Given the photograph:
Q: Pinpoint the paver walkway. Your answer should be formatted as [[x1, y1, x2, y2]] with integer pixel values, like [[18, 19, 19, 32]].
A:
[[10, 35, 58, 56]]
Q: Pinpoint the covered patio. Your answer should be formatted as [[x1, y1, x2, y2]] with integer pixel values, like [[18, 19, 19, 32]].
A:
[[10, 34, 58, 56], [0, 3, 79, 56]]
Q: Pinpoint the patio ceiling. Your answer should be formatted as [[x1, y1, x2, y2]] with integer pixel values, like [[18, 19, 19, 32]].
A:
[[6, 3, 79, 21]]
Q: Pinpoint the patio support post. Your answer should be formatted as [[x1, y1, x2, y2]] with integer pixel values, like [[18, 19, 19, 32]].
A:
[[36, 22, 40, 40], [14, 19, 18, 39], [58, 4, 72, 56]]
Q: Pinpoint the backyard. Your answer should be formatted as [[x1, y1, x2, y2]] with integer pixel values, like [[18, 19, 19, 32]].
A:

++++++++++++++++++++

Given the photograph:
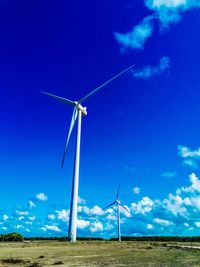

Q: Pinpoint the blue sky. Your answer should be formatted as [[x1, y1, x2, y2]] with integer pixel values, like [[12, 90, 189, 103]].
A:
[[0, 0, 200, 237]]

++++++++++++++++++++

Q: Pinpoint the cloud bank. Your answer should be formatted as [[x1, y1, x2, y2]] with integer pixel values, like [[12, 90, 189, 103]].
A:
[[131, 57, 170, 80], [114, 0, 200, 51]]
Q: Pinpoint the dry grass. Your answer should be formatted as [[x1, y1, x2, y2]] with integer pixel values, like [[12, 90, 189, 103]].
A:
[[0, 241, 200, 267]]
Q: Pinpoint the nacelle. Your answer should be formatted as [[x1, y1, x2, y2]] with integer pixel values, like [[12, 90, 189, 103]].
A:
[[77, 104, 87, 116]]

++++++++++++++++++++

» **Given instruction**
Gather every line of the records that contains the word "like".

» **Output below**
Q: Pinpoint the paver walkway. Your answer should be formatted as [[x1, y1, x2, y2]] with integer pixel values, like [[18, 19, 19, 32]].
Q: Pinpoint the covered patio. Your answer should be formatted as [[x1, y1, x2, y2]] with integer pixel values, like [[18, 19, 19, 32]].
Q: Pinpoint the patio ceiling. Your answer should be formatted as [[x1, y1, x2, y2]] with integer pixel values, like [[18, 19, 19, 32]].
Q: Pinpoint the patio support post. Your answer should be formatted as [[x1, y1, x2, y2]] with integer pixel values, like [[18, 19, 19, 32]].
Q: Pinpoint the backyard. Your answer should be formatted as [[x1, y1, x2, y2]] with integer pixel values, like [[18, 19, 19, 32]].
Q: Pinpoint the blue sky. Your answer should be formatted as [[x1, y1, x2, y2]] with integer pixel values, like [[12, 90, 189, 103]].
Q: Pinpoint the cloud bank. Your answer should be formatted as [[x1, y1, x2, y2]] with integer pixel values, like [[12, 90, 189, 103]].
Q: Pinpoint the dry grass. Your answer should be formatted as [[x1, y1, x2, y2]] with integer pixel values, like [[12, 90, 189, 103]].
Q: Pinpoint the nacelle. Your answer should be formatted as [[x1, y1, x2, y2]] with integer pixel values, like [[12, 90, 189, 103]].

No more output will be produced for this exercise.